The book is beautifully written and in a manner, that perhaps only David duChemin can write. He uses the own experience and development as a springboard to write about the photographic process from the point of the photographer’s mindset. The writing is philosophical and expansive and thus will have a different meaning to different photographers at different points on their journey.

The “Soul of the Camera” feels like a different style of book from some of David duChemin’s previous works, such as “Within the Frame” and “Photographically Speaking”. Yet it really isn’t so different. Each of these books takes a core theme and explores it, trying to convey to the reader its importance and how it might be used to better our photography, and even to learn what better photography means. “The Soul of the Camera” is similar to the other two in that it focuses on a theme, that of “the Photographers Place in Picture-Making.” None of these books are very focused on gear or technique and this book is even less so than the others.

The one objection I have towards his writing is that it’s a little too vague. It’s like someone saying you should be mindful. But if you don’t know how to be mindful, it’s a statement that doesn’t help you anywhere. In trying not to set parameters for other’s development, duChemin becomes too elusive and not concrete enough to help the reader on his or her way towards a more mindful approach to photography.

He writes so himself, about vision, that it’s an elusive topic. So instead of attacking the subject head one, he becomes unusual unclear. Yes, vision is a vague subject matter, but duChemin has written clearly and insightfully about it so many times before. He excuses himself for exactly that in “The Soul of the Camera”; he says he has written so much about vision before, that he has become very self-conscious about writing any further about. Unfortunately, that makes his writing in “The Soul of the Camera” less enlightening.

— DATA RECORDS —
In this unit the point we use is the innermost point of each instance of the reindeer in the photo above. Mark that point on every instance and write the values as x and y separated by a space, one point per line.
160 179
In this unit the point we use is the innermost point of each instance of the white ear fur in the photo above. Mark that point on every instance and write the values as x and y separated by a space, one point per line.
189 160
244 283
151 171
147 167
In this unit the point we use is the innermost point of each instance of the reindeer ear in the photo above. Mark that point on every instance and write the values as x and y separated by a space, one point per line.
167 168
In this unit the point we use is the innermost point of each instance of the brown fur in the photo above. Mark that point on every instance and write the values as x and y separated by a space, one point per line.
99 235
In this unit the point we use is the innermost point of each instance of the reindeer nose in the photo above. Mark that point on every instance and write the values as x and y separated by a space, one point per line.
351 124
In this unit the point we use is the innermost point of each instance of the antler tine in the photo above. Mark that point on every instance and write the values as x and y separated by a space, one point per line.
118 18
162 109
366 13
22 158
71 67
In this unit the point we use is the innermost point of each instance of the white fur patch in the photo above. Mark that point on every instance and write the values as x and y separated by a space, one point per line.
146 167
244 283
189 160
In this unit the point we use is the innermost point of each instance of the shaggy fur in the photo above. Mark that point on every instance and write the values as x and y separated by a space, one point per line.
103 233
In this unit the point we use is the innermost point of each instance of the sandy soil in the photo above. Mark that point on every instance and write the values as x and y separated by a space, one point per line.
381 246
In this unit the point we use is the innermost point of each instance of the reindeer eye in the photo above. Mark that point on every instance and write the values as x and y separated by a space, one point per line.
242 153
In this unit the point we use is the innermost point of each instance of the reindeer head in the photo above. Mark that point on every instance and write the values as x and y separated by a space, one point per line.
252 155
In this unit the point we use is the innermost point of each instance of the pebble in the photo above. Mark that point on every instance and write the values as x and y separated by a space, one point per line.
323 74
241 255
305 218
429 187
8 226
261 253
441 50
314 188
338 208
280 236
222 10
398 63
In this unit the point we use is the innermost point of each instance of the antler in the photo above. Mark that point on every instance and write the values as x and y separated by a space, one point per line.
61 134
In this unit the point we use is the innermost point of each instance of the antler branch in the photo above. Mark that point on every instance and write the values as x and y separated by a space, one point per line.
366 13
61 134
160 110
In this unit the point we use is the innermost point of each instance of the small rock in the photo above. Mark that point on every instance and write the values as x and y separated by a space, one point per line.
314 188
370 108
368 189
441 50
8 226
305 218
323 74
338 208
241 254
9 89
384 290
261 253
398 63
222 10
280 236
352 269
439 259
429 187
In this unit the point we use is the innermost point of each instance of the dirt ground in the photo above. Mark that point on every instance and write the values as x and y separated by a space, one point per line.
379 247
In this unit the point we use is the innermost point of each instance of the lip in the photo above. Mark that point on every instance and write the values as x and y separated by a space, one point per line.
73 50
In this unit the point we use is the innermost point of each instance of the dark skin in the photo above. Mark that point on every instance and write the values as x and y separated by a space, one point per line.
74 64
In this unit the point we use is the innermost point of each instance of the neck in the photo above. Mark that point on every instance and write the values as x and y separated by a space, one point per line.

— CHALLENGES —
1. From the book review, return the passage between "The one objection" and "approach to photography.", inclusive.
2. In the book review, which two earlier books by David duChemin are compared with "The Soul of the Camera"?
3. Condense the paragraph of the book review that begins "The one objection I have" into a shorter version that keeps its main facts.

— ANSWERS TO THE EXERCISES —
1.
The one objection I have towards his writing is that it’s a little too vague. It’s like someone saying you should be mindful. But if you don’t know how to be mindful, it’s a statement that doesn’t help you anywhere. In trying not to set parameters for other’s development, duChemin becomes too elusive and not concrete enough to help the reader on his or her way towards a more mindful approach to photography.

2. "Within the Frame" and "Photographically Speaking."

3. The reviewer's one objection is that duChemin's writing is a little too vague. Telling someone to be mindful does not help if they don't know how. By trying not to set parameters for other people's development, duChemin becomes too elusive and not concrete enough to guide readers toward a more mindful approach to photography.